━━━━━ Exercise materials ━━━━━

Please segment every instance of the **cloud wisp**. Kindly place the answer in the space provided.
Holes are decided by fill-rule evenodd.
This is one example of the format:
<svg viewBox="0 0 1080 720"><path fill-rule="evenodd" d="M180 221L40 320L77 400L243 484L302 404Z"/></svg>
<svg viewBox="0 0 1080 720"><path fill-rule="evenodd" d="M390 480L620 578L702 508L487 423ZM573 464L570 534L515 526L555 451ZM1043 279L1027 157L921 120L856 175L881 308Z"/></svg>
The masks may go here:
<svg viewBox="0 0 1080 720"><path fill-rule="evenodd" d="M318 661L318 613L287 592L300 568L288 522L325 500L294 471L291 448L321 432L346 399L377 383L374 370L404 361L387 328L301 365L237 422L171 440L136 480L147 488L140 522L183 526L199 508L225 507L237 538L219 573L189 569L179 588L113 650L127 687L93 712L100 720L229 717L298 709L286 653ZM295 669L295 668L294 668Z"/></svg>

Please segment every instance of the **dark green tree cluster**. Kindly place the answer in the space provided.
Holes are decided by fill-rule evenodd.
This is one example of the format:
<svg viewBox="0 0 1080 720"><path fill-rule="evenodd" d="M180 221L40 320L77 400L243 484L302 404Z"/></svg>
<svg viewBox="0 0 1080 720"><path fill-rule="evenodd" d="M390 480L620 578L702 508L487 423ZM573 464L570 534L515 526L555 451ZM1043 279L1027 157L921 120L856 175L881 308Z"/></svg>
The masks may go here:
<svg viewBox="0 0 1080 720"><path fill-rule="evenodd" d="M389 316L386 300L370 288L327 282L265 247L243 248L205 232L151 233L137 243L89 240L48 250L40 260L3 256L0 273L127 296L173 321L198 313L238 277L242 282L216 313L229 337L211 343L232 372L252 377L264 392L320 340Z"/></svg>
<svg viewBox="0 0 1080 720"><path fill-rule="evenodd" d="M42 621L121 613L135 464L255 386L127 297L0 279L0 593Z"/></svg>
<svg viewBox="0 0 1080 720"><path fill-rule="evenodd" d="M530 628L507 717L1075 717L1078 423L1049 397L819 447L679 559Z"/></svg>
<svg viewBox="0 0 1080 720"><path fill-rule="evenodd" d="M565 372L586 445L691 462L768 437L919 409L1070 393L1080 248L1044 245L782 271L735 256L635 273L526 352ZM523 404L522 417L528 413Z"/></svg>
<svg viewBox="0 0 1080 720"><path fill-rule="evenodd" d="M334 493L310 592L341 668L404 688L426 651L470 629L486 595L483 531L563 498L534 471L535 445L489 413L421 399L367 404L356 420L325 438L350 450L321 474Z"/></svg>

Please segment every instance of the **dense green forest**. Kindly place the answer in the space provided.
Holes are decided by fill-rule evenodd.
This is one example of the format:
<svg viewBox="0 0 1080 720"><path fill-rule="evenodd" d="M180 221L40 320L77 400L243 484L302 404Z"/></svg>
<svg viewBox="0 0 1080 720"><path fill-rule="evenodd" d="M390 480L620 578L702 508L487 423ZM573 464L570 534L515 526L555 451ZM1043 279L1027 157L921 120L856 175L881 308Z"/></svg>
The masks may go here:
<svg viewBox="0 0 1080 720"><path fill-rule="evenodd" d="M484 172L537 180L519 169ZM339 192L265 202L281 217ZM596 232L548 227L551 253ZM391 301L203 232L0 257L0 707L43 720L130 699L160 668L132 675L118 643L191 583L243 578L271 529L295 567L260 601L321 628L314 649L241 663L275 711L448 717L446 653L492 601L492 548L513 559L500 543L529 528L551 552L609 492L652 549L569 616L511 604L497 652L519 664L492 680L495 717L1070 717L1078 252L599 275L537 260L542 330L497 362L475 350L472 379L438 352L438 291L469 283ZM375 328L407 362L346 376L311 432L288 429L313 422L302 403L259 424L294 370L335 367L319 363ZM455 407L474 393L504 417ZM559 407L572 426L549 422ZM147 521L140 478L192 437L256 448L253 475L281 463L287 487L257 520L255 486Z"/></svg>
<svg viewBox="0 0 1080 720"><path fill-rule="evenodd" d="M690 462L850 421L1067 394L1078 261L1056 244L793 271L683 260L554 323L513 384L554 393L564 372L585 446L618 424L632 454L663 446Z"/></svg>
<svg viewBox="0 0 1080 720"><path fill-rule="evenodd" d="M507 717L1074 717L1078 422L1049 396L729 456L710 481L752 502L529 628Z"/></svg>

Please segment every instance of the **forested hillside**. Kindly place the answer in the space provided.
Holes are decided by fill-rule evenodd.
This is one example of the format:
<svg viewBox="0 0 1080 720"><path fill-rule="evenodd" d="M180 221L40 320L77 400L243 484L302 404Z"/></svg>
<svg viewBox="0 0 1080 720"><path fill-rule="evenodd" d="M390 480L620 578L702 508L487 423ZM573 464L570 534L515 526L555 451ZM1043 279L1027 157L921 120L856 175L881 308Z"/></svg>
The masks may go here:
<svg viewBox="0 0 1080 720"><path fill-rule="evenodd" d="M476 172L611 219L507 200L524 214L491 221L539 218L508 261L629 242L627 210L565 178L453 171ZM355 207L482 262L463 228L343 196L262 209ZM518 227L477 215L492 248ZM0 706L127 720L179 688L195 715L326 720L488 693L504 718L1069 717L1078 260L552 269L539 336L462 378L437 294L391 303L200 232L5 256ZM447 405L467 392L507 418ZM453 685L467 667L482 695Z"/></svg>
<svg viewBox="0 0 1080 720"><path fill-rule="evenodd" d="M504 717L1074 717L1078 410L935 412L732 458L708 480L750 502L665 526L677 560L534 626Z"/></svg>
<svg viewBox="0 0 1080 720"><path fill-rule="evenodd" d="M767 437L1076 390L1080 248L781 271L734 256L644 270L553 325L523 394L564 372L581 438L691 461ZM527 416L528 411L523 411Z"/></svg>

━━━━━

## Task requirements:
Change every occurrence of "space provided" in the rows above to "area below", leaving all other text as it is.

## Answer to this exercise:
Please segment every instance of the **cloud wisp**. Kindly place the answer in the area below.
Holes are decided by fill-rule evenodd.
This is one example of the format:
<svg viewBox="0 0 1080 720"><path fill-rule="evenodd" d="M180 221L40 320L77 400L243 484L302 404Z"/></svg>
<svg viewBox="0 0 1080 720"><path fill-rule="evenodd" d="M390 480L620 578L702 508L487 423ZM573 464L570 534L515 526L555 451ZM1043 279L1027 157L921 120L856 175L881 308Z"/></svg>
The masks may go here:
<svg viewBox="0 0 1080 720"><path fill-rule="evenodd" d="M318 661L318 613L287 592L300 568L288 522L325 500L294 471L291 448L321 432L346 399L377 383L374 370L404 361L387 328L301 365L237 422L171 440L136 480L147 488L140 522L183 526L199 508L225 507L237 538L219 573L189 569L179 588L113 650L127 687L93 712L100 720L229 717L298 709L286 653ZM295 669L295 668L294 668Z"/></svg>

Please segment every instance of the **dark green tree cluster**. Kindly place the answer in the area below.
Holes are decided by fill-rule evenodd.
This is one example of the format:
<svg viewBox="0 0 1080 720"><path fill-rule="evenodd" d="M180 221L40 320L77 400L243 484L302 404Z"/></svg>
<svg viewBox="0 0 1080 720"><path fill-rule="evenodd" d="M390 480L620 578L702 508L487 423ZM573 464L570 534L515 526L555 451ZM1043 279L1027 157L921 120L856 175L881 308Z"/></svg>
The masks may go here:
<svg viewBox="0 0 1080 720"><path fill-rule="evenodd" d="M389 316L386 300L370 288L327 282L265 247L243 248L205 232L151 233L137 243L89 240L48 250L40 260L3 256L0 273L127 296L173 321L198 313L238 277L242 282L216 313L229 337L211 343L232 372L252 377L264 392L320 340Z"/></svg>
<svg viewBox="0 0 1080 720"><path fill-rule="evenodd" d="M42 621L121 613L135 464L255 386L127 297L0 279L0 593Z"/></svg>
<svg viewBox="0 0 1080 720"><path fill-rule="evenodd" d="M530 628L507 717L1075 717L1078 423L1049 397L819 447L679 559Z"/></svg>
<svg viewBox="0 0 1080 720"><path fill-rule="evenodd" d="M565 372L586 445L691 462L768 437L919 409L1070 393L1080 248L1044 245L782 271L735 256L635 273L526 352ZM523 404L522 417L528 413Z"/></svg>
<svg viewBox="0 0 1080 720"><path fill-rule="evenodd" d="M334 493L310 592L341 668L404 688L426 651L470 629L486 595L483 531L563 498L534 471L535 445L489 413L421 399L367 404L356 420L325 438L350 450L321 474Z"/></svg>

Please segment every instance of the **dense green forest**. Kindly place the answer in the area below.
Holes are decided by fill-rule evenodd.
This is one example of the format:
<svg viewBox="0 0 1080 720"><path fill-rule="evenodd" d="M180 221L40 320L77 400L243 484L302 404Z"/></svg>
<svg viewBox="0 0 1080 720"><path fill-rule="evenodd" d="M390 480L620 578L702 508L487 423ZM573 464L570 534L515 526L555 451ZM1043 279L1027 157L921 120L856 175L881 308Z"/></svg>
The masks may go here:
<svg viewBox="0 0 1080 720"><path fill-rule="evenodd" d="M484 172L537 180L519 169ZM339 192L265 202L281 217ZM596 232L548 227L551 253ZM391 301L203 232L0 257L0 707L43 720L130 699L160 668L132 675L118 643L191 583L243 578L271 529L295 567L260 601L321 628L314 649L241 663L275 711L448 717L446 653L492 601L492 548L513 559L500 543L529 528L551 552L609 492L652 549L569 616L511 604L497 652L519 664L492 680L495 717L1070 717L1078 252L599 275L537 260L542 330L497 362L475 350L472 379L438 352L438 291L469 283ZM375 328L407 362L346 376L311 432L288 429L313 422L302 403L259 424L294 370L335 367L319 363ZM455 407L474 393L504 417ZM559 407L572 426L549 422ZM147 521L140 478L192 437L256 448L253 475L281 463L287 487L257 520L255 486Z"/></svg>
<svg viewBox="0 0 1080 720"><path fill-rule="evenodd" d="M690 462L850 421L1067 394L1078 261L1056 244L793 271L683 260L554 323L513 384L554 393L564 372L585 446L618 424L632 454L663 446Z"/></svg>
<svg viewBox="0 0 1080 720"><path fill-rule="evenodd" d="M507 717L1074 717L1078 422L1049 396L729 456L710 481L752 502L529 628Z"/></svg>

Please segment every instance of the **forested hillside**. Kindly place the answer in the area below.
Holes are decided by fill-rule evenodd.
This is one example of the format:
<svg viewBox="0 0 1080 720"><path fill-rule="evenodd" d="M180 221L40 320L77 400L243 484L302 404Z"/></svg>
<svg viewBox="0 0 1080 720"><path fill-rule="evenodd" d="M390 480L620 578L702 508L487 423ZM573 464L570 534L515 526L555 451ZM1043 279L1027 157L921 120L856 175L881 308Z"/></svg>
The masks may go here:
<svg viewBox="0 0 1080 720"><path fill-rule="evenodd" d="M476 172L611 219L507 200L524 214L491 221L539 218L508 261L629 242L627 210L565 178L453 171ZM355 207L482 262L463 228L343 196L262 209ZM518 227L477 215L492 248ZM0 706L127 720L179 688L195 715L326 720L488 693L504 718L1069 717L1078 260L552 269L539 336L462 378L437 294L391 303L200 232L5 256ZM447 405L467 392L507 418ZM453 685L467 667L482 695Z"/></svg>
<svg viewBox="0 0 1080 720"><path fill-rule="evenodd" d="M504 717L1074 717L1078 410L935 412L732 458L708 480L750 502L665 526L677 560L534 626Z"/></svg>
<svg viewBox="0 0 1080 720"><path fill-rule="evenodd" d="M767 437L1076 390L1080 248L781 271L734 256L644 270L553 325L523 394L564 372L581 438L691 461ZM527 416L528 411L523 411Z"/></svg>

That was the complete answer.